## Short problem
Rewrite the part of the records that opens with the line containing "task: segment the lion's front paw" and closes with the line containing "290 253 L 306", changing "front paw" to "hind paw" and leaving everything else as it stands. Return those lines alone.

### Listed entries ###

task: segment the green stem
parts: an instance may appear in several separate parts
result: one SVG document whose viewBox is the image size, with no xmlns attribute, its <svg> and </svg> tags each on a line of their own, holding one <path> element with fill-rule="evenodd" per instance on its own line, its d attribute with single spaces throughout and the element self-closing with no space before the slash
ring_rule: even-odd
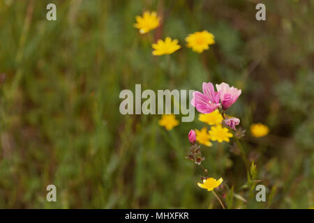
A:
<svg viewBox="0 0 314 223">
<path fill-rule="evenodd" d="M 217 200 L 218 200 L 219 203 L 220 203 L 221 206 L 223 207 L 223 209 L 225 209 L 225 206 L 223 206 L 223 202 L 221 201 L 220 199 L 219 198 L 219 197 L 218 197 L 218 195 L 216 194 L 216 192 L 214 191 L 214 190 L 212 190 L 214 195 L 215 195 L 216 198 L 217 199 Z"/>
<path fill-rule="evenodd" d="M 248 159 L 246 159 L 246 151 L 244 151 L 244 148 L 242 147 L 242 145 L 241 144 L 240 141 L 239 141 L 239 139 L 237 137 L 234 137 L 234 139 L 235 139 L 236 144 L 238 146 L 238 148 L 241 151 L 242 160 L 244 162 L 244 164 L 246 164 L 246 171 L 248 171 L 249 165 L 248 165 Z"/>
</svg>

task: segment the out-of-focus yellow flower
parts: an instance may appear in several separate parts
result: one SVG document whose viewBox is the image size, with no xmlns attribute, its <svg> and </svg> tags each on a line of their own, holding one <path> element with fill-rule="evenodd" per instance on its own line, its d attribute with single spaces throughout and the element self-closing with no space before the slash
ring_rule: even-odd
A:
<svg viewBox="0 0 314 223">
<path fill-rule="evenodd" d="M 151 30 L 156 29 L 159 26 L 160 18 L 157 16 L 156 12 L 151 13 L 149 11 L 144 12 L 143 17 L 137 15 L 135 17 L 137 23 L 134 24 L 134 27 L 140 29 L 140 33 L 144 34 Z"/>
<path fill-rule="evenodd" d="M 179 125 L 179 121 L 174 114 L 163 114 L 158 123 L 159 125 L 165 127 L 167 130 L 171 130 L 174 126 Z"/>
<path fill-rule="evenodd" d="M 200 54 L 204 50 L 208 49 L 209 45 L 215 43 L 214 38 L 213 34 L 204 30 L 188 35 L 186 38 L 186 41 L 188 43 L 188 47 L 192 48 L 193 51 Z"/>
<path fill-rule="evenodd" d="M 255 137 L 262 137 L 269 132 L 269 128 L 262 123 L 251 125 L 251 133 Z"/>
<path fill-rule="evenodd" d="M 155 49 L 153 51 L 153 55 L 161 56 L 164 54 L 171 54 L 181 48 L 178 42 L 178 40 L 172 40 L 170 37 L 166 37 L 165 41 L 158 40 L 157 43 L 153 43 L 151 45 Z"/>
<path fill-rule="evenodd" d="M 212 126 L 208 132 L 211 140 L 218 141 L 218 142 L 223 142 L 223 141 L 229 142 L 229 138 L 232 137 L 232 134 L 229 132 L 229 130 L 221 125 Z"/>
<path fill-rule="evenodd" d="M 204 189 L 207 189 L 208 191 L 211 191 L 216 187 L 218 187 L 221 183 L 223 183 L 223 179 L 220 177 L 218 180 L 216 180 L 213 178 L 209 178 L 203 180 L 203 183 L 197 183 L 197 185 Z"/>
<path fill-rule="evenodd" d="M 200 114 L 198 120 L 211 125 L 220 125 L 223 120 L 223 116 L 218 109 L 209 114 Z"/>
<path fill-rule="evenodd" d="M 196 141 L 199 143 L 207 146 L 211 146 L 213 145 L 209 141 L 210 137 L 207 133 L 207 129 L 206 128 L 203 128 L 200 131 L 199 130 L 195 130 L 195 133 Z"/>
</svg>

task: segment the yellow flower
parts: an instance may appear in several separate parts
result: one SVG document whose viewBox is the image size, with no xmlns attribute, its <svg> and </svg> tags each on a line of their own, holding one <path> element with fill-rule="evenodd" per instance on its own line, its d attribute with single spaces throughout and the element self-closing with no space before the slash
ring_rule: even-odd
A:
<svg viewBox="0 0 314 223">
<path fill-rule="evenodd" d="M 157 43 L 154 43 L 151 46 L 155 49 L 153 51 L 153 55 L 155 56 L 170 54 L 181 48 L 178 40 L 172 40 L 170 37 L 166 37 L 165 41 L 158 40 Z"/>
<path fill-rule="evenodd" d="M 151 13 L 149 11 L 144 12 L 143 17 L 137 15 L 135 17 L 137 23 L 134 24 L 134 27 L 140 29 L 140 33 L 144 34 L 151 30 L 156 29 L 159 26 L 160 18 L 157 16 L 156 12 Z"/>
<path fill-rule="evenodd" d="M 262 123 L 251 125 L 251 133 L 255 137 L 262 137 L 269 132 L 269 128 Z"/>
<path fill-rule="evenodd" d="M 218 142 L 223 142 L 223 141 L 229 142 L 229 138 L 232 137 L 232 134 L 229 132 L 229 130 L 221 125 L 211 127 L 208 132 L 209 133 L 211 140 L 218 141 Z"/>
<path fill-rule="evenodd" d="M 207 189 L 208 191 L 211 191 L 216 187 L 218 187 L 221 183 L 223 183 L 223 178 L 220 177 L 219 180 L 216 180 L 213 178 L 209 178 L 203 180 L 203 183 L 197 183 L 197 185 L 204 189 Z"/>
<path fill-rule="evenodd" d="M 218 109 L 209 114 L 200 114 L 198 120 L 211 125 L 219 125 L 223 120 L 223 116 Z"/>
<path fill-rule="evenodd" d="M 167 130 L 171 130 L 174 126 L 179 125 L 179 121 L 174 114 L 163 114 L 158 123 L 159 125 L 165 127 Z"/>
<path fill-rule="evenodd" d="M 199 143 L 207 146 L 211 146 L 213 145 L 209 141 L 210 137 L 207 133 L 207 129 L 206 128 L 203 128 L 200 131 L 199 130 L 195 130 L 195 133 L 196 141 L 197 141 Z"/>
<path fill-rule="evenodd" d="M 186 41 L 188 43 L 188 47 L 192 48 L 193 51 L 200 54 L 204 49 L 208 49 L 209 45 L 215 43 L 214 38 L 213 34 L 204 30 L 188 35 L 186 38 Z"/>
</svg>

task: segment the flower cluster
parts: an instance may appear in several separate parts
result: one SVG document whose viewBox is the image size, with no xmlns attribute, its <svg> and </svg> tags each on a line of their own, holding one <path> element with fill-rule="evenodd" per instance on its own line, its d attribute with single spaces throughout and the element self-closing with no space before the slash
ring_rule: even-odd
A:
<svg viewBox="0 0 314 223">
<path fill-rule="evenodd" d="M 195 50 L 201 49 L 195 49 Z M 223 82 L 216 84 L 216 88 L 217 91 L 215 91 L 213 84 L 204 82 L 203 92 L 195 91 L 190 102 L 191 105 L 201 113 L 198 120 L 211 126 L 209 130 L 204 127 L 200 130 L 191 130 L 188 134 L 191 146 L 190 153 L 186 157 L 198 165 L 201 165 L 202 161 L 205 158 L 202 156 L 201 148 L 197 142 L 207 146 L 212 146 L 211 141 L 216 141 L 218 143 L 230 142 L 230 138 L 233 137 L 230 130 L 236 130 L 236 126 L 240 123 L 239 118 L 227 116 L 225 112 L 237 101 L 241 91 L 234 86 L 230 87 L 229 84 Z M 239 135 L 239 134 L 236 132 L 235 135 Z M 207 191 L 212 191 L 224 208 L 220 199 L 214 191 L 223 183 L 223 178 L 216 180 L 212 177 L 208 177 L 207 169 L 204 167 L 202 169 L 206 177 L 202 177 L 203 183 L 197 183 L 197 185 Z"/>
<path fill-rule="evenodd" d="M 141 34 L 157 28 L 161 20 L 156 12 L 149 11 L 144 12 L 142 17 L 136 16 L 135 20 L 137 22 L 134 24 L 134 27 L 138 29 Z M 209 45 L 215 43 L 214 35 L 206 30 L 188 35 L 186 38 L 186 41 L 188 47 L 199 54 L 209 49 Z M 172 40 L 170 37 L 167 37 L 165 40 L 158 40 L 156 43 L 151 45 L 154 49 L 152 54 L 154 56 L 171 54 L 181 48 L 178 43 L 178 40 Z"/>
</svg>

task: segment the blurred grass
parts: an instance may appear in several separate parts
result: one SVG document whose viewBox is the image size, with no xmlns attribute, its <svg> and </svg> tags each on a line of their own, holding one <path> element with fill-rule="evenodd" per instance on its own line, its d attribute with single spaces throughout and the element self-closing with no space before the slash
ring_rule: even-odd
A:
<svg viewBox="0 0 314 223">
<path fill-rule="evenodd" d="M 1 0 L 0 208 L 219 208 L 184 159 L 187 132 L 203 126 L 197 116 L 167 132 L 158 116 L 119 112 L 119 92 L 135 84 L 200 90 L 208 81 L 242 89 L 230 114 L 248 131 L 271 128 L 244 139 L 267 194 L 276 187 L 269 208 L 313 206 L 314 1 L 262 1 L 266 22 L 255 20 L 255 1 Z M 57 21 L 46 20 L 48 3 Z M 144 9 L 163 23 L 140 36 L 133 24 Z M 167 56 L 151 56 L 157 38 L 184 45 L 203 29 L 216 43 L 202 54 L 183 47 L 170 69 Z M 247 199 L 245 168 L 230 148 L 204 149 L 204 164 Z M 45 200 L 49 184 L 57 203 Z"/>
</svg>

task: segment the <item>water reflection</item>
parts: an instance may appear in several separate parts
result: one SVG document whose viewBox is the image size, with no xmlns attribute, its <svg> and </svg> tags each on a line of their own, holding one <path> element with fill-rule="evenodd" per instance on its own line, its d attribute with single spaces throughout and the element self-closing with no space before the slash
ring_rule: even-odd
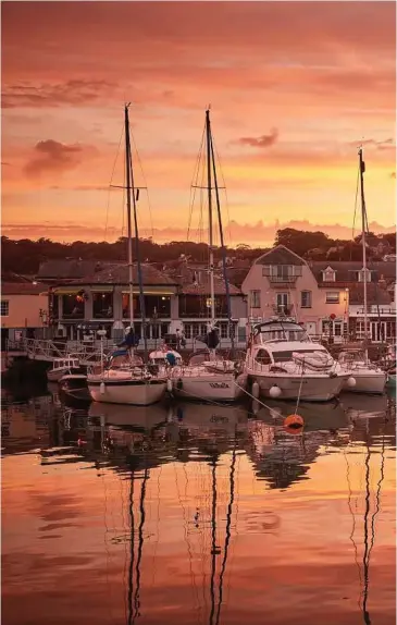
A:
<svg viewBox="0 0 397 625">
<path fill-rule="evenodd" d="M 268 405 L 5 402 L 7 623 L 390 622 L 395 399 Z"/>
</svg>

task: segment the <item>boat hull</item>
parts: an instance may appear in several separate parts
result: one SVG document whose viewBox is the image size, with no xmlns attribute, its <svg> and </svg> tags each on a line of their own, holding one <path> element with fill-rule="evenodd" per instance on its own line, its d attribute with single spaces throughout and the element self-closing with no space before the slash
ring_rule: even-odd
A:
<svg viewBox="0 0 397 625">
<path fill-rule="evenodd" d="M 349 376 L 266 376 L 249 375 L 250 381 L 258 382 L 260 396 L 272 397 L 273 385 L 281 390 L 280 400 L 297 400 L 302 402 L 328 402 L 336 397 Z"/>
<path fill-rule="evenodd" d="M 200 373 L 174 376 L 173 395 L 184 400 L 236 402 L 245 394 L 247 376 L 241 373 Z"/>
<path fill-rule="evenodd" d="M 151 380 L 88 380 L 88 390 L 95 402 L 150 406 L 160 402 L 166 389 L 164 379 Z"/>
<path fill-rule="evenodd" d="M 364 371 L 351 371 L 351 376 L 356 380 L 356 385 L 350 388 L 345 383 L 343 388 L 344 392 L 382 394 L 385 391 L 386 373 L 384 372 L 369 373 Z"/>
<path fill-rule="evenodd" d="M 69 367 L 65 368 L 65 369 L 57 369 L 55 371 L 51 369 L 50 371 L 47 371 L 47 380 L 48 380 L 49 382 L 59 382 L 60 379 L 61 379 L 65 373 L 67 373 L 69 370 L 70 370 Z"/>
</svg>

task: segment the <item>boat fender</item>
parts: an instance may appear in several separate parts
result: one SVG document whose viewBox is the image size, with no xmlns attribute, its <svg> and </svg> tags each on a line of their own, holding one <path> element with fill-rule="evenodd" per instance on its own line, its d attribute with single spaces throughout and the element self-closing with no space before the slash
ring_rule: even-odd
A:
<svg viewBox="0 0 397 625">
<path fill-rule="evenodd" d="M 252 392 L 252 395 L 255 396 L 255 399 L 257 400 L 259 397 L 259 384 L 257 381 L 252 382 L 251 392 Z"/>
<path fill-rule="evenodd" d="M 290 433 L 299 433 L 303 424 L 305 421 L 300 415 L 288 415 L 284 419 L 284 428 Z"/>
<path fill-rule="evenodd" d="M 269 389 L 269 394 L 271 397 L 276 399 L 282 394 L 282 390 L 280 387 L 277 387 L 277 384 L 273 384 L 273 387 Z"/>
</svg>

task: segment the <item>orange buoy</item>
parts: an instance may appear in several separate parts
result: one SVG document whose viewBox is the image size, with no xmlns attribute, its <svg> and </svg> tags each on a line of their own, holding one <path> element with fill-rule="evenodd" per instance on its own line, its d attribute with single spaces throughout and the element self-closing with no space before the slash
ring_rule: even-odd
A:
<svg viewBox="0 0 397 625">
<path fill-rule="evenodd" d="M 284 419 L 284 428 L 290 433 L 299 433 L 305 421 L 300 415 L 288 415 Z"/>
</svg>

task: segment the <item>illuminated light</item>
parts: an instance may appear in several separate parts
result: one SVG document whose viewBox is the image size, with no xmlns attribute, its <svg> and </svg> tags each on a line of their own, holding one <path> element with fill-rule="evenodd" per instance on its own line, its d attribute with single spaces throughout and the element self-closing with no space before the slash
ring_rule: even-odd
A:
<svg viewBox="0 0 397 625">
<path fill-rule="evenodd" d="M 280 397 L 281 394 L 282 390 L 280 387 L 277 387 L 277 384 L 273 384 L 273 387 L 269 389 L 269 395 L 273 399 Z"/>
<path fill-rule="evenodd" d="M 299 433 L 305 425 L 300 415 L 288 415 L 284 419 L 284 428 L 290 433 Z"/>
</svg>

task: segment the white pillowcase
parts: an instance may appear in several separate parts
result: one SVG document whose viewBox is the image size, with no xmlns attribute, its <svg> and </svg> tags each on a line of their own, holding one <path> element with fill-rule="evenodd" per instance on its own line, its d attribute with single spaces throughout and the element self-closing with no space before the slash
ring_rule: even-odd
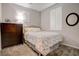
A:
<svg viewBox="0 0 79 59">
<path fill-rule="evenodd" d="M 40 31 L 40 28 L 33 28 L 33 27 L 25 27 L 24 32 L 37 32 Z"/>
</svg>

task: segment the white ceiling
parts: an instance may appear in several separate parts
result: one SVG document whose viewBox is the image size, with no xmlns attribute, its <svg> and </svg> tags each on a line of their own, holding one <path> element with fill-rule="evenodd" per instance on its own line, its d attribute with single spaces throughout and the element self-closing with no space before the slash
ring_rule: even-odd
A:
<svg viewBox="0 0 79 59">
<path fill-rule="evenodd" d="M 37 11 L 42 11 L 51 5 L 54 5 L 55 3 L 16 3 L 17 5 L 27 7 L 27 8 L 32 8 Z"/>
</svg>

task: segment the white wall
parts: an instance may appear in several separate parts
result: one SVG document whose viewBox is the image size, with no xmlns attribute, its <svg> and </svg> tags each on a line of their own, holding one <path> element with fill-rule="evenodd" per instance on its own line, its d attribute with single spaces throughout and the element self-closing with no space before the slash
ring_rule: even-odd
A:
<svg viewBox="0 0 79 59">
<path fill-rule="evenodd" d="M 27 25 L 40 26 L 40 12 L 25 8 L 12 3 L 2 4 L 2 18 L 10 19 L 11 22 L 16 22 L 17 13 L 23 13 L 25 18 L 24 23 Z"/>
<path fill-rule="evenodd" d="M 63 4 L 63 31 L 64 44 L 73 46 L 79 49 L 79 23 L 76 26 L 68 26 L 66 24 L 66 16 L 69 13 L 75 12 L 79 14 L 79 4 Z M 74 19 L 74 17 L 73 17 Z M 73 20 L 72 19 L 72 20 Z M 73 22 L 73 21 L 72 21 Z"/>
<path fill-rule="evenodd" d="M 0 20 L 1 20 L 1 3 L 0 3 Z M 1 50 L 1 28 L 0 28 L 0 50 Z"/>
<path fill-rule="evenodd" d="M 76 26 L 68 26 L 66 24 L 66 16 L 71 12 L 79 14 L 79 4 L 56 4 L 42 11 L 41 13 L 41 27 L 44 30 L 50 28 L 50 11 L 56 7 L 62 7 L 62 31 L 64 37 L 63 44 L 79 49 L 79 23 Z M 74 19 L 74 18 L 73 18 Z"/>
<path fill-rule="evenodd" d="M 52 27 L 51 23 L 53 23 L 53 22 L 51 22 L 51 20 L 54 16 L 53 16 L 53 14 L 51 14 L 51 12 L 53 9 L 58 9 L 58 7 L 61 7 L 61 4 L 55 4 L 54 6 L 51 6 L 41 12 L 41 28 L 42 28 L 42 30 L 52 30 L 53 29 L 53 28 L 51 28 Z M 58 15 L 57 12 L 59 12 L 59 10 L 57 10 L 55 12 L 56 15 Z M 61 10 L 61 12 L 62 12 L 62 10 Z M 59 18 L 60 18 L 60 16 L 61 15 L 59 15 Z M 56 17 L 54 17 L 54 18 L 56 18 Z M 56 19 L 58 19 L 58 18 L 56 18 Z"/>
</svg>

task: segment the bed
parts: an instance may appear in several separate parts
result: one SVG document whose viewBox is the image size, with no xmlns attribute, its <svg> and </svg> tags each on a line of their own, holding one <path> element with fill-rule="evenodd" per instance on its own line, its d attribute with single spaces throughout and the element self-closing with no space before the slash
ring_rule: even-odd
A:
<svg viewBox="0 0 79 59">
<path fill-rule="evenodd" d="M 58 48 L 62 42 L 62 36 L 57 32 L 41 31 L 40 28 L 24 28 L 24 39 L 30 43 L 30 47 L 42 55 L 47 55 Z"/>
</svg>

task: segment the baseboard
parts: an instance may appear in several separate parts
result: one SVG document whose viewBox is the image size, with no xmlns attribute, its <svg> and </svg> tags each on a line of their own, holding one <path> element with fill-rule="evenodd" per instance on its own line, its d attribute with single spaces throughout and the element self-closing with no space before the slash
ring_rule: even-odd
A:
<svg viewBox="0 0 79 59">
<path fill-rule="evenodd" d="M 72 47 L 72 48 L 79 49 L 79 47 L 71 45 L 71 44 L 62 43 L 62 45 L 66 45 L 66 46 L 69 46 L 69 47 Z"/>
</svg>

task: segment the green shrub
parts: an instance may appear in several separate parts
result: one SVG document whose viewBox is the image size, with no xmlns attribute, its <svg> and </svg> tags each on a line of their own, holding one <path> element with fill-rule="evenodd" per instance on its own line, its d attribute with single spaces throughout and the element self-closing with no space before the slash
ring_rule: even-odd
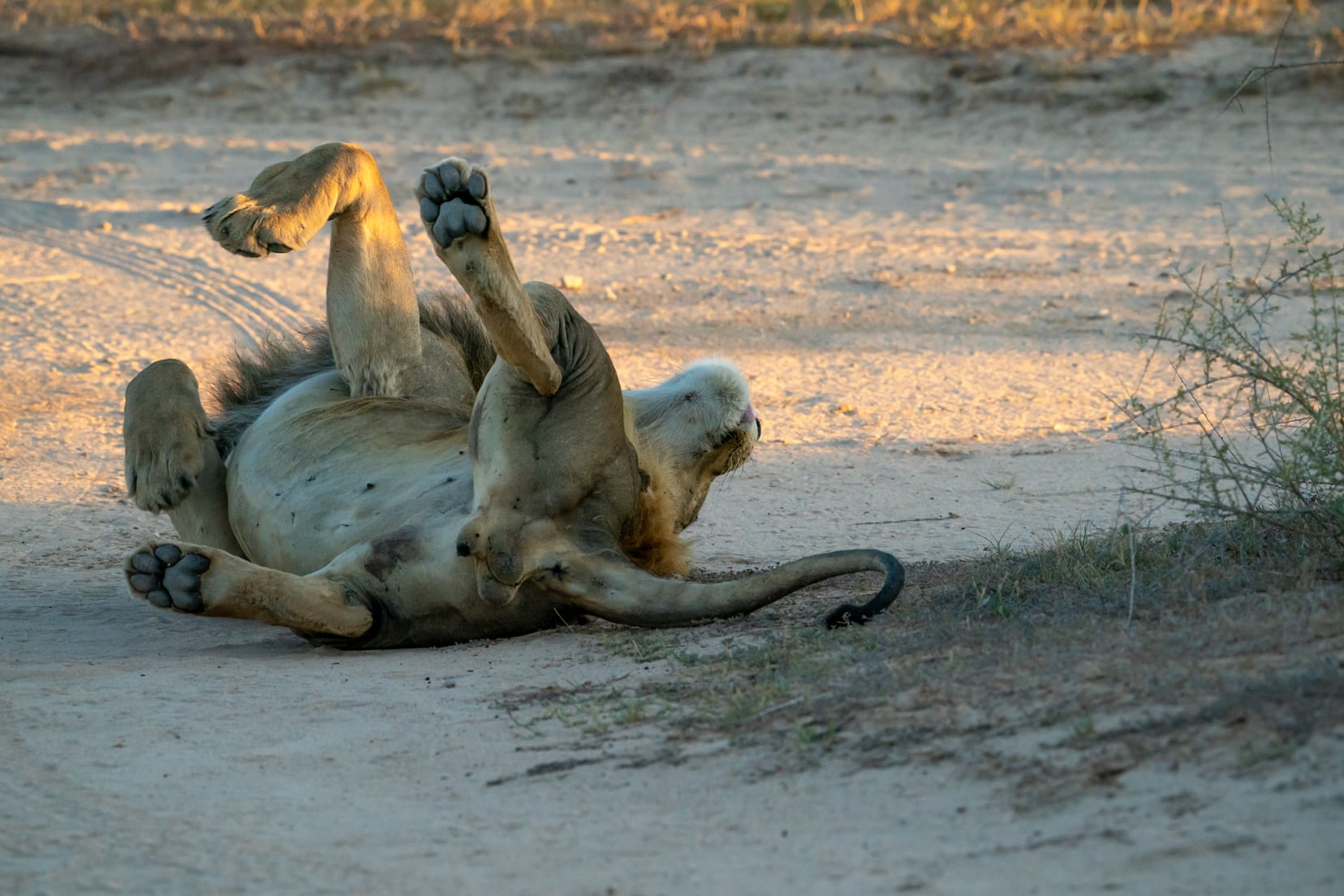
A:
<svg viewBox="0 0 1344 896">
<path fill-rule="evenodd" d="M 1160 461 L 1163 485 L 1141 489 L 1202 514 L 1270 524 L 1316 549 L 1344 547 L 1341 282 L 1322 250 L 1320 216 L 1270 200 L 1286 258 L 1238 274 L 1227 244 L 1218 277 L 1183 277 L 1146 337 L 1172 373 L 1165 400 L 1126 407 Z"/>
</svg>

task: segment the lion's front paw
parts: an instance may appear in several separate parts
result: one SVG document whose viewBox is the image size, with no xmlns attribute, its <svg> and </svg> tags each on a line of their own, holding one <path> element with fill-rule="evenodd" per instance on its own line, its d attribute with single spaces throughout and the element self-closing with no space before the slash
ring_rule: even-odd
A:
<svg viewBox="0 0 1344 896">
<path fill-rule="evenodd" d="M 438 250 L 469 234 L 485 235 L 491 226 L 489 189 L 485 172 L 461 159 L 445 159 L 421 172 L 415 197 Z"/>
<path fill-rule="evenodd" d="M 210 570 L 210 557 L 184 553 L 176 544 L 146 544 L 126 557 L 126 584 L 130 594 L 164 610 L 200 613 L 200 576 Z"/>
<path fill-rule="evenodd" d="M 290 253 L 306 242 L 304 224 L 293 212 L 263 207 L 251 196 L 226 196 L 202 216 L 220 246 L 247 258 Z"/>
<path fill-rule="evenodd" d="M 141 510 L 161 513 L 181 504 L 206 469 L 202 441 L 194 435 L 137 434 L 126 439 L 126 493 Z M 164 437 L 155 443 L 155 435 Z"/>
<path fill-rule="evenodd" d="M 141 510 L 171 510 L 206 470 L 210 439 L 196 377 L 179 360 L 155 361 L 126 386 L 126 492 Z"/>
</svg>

###

## Output
task: segment the lion's hind paw
parts: an instance may appear in several separate parts
result: one SVG document whose viewBox is the image size, with no xmlns attribute, its <svg> and </svg> tags each on a line of their own, holding one <path> element with fill-rule="evenodd" per instance on its own line, its d attribute with single spaces throughout and the element self-closing with no space before the slash
ring_rule: even-odd
A:
<svg viewBox="0 0 1344 896">
<path fill-rule="evenodd" d="M 438 250 L 469 234 L 485 235 L 491 226 L 489 189 L 485 172 L 461 159 L 445 159 L 421 172 L 415 197 Z"/>
<path fill-rule="evenodd" d="M 210 570 L 210 557 L 184 553 L 176 544 L 146 544 L 126 557 L 126 584 L 130 594 L 164 610 L 200 613 L 200 576 Z"/>
<path fill-rule="evenodd" d="M 290 253 L 306 242 L 304 224 L 293 212 L 263 207 L 251 196 L 226 196 L 202 216 L 220 246 L 247 258 Z"/>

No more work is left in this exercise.